ACTIVITY:
Read the lines below. Copy out any that hold the string "toilet".

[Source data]

>>>>

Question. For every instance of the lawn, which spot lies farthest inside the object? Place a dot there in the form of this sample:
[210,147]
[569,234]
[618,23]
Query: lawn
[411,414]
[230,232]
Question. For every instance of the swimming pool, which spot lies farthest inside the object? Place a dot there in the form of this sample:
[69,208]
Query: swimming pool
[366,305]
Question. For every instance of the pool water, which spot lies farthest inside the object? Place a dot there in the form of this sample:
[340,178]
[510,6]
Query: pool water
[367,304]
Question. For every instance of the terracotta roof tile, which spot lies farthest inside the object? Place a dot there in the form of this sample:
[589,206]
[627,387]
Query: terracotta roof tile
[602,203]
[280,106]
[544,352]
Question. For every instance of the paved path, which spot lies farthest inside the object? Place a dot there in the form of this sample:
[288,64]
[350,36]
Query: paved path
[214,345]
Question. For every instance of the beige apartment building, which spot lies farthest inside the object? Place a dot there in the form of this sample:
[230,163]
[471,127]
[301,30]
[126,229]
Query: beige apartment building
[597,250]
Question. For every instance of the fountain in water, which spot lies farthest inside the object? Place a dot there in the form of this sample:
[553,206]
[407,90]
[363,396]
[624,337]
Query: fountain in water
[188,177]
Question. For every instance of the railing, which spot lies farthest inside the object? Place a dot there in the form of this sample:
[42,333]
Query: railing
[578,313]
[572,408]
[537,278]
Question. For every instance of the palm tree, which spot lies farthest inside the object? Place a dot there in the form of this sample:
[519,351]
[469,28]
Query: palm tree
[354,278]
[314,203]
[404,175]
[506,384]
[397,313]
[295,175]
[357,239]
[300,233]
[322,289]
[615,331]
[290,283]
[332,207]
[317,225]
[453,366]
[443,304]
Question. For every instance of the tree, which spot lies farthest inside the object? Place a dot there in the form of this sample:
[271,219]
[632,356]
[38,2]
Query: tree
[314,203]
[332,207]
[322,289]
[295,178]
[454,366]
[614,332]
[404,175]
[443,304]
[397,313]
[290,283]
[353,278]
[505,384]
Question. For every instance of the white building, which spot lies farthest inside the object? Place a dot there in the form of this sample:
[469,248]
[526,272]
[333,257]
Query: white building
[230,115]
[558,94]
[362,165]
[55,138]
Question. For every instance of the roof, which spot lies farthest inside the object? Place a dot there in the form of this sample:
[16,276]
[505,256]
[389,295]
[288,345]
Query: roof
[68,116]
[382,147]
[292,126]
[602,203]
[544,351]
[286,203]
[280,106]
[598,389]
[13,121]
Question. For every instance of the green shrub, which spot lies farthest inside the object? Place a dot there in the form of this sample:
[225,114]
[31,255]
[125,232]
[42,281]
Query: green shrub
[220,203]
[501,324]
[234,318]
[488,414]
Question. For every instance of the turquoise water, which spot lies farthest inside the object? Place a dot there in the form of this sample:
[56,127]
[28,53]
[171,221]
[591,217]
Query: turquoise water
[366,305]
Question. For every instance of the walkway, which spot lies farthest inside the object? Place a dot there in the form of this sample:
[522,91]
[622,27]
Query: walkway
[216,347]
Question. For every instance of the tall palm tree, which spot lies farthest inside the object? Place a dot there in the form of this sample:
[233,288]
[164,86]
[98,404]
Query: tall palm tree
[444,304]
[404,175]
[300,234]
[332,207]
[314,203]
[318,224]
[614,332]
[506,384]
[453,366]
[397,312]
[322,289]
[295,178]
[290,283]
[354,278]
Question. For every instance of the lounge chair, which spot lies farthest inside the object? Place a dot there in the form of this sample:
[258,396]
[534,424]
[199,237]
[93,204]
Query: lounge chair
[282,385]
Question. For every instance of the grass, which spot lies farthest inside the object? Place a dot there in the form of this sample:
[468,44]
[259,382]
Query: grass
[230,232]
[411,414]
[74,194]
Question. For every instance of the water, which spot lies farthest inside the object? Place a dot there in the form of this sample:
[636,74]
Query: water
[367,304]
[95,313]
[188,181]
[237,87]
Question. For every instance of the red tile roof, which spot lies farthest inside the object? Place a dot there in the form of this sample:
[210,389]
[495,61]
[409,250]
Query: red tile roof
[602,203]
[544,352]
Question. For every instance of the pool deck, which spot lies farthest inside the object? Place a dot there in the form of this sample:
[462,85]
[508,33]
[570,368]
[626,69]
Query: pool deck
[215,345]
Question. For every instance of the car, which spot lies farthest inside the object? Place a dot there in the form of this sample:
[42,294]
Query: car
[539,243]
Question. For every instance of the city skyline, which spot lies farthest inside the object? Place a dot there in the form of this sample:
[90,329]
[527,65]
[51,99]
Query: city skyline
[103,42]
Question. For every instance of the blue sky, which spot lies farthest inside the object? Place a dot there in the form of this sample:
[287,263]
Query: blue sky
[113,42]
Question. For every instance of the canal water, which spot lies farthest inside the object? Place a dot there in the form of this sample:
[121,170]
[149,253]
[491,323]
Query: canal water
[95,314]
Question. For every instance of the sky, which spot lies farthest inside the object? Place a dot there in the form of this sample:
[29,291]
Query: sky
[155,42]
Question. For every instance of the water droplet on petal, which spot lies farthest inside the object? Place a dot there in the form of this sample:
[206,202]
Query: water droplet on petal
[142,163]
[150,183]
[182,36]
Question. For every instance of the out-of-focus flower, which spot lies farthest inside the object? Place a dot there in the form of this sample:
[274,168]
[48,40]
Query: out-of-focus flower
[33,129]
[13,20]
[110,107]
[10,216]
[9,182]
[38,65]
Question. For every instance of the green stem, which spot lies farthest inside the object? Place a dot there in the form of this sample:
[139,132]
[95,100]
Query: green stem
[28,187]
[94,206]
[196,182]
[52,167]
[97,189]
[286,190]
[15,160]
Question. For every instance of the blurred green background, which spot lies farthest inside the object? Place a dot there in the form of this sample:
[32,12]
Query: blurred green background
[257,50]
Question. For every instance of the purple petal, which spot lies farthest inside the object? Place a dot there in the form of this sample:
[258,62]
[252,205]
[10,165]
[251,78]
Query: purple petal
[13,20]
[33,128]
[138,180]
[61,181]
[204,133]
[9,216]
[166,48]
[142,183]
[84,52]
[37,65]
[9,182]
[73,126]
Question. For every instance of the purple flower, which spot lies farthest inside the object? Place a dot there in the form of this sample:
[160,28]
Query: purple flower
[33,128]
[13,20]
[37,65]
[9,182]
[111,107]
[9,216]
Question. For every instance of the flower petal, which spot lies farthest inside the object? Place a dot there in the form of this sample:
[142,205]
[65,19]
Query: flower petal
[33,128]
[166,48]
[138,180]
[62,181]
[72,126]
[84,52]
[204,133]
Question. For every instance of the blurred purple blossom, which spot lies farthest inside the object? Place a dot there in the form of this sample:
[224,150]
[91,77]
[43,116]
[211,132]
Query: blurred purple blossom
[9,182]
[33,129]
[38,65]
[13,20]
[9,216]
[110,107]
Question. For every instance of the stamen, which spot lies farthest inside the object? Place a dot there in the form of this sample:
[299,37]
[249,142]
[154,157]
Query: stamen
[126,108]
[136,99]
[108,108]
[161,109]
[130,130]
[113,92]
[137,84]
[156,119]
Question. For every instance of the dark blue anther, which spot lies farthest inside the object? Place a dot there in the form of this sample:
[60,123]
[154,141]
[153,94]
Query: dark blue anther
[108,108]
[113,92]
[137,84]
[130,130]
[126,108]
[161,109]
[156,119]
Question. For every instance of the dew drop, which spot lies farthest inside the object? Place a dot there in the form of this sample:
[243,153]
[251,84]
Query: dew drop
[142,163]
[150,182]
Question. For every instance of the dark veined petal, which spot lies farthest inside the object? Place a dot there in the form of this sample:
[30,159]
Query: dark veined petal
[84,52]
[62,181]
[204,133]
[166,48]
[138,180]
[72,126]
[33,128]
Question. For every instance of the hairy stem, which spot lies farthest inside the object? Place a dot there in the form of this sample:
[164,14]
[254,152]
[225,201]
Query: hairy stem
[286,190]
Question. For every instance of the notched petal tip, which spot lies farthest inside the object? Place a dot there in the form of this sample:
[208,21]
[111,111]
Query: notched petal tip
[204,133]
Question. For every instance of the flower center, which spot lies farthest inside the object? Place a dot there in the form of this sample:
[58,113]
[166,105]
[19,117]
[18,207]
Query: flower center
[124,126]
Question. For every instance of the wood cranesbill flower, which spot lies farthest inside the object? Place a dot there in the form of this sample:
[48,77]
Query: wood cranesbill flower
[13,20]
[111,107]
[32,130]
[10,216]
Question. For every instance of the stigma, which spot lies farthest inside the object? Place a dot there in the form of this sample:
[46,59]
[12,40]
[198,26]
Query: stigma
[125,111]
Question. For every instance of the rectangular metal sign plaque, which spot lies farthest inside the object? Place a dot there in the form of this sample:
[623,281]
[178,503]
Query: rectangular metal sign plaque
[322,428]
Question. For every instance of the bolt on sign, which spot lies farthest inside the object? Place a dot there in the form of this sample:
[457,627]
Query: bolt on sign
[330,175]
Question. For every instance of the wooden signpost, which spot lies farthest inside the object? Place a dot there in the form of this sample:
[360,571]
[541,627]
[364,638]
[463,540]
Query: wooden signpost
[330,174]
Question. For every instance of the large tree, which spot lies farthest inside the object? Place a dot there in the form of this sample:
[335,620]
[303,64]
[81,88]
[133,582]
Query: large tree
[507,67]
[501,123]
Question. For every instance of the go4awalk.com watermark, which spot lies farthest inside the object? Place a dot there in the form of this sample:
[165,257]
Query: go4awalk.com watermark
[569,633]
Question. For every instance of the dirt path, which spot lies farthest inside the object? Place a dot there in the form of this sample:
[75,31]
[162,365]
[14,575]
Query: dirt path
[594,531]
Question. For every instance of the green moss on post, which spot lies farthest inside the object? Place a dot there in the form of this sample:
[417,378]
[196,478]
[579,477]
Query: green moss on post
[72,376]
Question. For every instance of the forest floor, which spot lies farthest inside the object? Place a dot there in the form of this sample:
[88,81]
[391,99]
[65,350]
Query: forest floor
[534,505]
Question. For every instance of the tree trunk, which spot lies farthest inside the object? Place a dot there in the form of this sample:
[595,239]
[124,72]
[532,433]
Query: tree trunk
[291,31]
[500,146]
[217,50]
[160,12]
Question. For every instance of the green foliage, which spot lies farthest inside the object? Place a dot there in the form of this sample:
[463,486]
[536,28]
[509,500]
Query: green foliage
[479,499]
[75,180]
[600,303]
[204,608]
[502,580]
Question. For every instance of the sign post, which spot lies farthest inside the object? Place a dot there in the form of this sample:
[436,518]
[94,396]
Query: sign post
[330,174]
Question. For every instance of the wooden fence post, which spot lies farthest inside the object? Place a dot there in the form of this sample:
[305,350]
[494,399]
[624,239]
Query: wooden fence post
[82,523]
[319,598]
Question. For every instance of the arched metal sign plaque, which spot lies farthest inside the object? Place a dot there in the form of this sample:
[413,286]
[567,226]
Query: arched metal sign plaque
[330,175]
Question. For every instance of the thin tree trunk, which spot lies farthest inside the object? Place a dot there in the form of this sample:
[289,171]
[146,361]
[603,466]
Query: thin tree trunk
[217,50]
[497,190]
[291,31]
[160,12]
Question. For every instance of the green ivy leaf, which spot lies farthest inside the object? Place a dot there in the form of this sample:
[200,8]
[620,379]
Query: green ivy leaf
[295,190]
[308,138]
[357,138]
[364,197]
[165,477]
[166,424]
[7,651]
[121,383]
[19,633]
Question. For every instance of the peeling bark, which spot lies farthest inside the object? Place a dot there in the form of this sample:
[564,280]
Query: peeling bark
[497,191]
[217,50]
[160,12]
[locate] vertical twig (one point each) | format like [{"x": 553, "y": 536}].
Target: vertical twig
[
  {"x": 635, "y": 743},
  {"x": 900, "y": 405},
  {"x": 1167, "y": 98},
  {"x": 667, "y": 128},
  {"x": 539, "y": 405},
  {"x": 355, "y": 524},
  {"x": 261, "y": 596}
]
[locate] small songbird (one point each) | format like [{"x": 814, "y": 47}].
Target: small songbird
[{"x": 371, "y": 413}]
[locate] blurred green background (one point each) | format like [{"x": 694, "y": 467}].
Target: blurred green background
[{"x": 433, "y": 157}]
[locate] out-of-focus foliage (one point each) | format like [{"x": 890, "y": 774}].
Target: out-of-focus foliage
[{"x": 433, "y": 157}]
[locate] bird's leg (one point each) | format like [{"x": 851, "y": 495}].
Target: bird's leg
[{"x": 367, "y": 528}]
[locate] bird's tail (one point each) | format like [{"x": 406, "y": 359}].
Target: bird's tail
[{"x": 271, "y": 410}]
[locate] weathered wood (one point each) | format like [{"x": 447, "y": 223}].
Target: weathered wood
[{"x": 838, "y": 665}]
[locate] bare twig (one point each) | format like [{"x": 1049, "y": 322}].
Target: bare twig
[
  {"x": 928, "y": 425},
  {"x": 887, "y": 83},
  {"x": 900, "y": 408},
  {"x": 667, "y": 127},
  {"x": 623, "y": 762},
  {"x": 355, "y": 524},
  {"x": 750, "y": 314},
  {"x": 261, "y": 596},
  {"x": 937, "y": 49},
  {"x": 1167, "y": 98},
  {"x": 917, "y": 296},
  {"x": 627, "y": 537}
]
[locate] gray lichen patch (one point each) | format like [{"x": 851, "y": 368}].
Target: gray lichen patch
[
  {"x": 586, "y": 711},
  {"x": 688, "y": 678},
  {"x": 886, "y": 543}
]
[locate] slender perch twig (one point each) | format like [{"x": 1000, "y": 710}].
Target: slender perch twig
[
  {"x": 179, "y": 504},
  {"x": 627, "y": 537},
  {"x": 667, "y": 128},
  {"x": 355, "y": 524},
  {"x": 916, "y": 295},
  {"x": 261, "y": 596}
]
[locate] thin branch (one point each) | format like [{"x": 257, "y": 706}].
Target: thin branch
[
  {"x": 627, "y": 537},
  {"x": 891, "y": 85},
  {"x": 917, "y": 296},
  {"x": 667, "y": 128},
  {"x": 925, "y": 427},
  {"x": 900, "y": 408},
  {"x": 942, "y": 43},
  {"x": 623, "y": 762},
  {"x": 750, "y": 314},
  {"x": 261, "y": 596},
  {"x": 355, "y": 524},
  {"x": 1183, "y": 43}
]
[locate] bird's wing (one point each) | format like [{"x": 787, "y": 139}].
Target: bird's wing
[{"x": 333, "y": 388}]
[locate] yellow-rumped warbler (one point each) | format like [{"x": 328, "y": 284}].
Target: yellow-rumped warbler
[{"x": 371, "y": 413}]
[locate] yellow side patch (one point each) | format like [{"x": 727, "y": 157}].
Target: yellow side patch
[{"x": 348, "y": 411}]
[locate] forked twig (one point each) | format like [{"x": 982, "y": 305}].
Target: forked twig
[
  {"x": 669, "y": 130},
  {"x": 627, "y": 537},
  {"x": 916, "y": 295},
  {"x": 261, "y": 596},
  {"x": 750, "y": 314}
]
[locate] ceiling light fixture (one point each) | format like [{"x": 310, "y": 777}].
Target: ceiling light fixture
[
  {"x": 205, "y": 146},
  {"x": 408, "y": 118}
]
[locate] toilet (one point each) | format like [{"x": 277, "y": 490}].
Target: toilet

<<<<

OUTPUT BELOW:
[locate] toilet (one point each) | format like [{"x": 277, "y": 490}].
Target: toilet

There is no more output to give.